Intel® Developer Zone offers tools and how-to information for cross-platform app development, platform and technology information, code samples, and peer expertise to help developers innovate and succeed. Join our communities for Android, Internet of Things, Intel® RealSense™ Technology, and Windows to download tools, access dev kits, share ideas with like-minded developers, and participate in hackathon’s, contests, roadshows, and local events.
Android Platform Benchmarks and Their Relevance to the User Experience
The Android OS, though having more than a billion users, is fairly new compared to Windows*, Linux*, and OSX*. As with any new system, how it works and how to improve it are often unclear. Further, users quickly and dramatically change their behavior and that trend shows no sign of slowing down.
In order to provide the best user experience, engineers create use cases, also known as workloads, that model how a real person uses the system, but are not themselves actual applications. Engineers can use such workloads to measure and improve the performance of Android system components.

Exercise — On the Android benchmarks page, what other name is given for the use cases engineers create to model how a real person uses the system?

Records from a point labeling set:
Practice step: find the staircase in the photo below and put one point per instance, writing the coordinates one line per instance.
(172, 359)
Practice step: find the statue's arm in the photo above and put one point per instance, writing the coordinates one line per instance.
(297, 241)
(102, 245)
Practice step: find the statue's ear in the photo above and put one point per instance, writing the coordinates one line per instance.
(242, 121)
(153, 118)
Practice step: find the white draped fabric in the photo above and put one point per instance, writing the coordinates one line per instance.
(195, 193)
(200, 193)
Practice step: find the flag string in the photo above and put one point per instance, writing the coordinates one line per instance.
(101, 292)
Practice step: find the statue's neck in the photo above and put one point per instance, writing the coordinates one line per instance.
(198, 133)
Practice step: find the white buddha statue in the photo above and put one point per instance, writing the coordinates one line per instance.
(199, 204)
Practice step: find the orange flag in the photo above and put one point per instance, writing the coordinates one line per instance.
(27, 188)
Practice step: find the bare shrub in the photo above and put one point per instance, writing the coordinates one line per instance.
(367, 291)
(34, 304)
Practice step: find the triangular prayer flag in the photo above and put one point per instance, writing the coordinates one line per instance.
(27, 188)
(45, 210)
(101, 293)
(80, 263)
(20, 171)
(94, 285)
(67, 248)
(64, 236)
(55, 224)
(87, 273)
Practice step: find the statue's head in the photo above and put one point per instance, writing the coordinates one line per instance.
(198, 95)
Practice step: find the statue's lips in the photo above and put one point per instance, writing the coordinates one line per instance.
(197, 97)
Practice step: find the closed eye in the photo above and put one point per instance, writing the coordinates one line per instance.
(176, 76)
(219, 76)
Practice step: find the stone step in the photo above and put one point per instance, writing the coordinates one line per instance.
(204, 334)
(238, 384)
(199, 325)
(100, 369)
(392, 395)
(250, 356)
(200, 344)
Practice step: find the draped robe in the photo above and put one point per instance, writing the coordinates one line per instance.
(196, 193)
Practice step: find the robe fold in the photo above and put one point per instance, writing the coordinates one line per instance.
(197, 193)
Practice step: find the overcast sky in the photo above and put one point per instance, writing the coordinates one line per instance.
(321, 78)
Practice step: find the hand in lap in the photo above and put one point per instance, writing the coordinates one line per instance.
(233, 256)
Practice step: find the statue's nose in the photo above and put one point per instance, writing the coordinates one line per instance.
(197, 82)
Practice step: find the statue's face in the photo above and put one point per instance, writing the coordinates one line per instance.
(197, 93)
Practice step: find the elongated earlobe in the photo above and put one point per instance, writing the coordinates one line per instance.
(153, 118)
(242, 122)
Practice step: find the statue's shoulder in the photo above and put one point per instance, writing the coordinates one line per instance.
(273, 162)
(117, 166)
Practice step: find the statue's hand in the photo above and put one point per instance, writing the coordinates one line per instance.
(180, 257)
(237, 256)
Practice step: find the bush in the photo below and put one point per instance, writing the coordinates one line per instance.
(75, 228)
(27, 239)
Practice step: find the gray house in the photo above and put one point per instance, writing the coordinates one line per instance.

Solution — Workloads.